** Exercise requirements **
The number of lines holding the string "Task" is all that is wanted; count them in the records below.

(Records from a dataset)
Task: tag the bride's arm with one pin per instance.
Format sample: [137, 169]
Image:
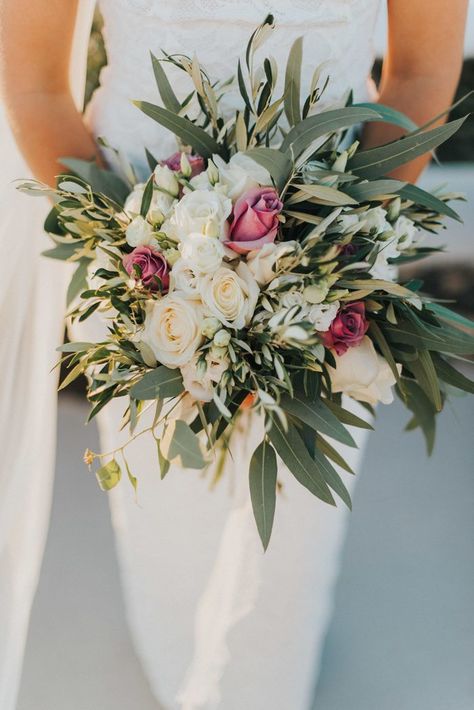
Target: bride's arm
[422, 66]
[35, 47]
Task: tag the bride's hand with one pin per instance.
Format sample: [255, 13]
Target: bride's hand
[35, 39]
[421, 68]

...

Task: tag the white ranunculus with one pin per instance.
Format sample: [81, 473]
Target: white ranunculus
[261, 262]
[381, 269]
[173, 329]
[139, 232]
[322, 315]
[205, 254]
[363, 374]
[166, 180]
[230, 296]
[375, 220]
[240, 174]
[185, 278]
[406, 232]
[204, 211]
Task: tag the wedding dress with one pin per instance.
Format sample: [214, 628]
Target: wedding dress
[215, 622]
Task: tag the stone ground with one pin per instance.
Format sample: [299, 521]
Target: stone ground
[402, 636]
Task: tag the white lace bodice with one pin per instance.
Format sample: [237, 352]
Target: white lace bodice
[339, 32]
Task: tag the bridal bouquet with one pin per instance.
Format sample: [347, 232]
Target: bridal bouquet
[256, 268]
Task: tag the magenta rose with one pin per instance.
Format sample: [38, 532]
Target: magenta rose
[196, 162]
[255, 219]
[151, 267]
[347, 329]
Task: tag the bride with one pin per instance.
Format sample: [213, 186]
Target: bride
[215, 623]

** Response **
9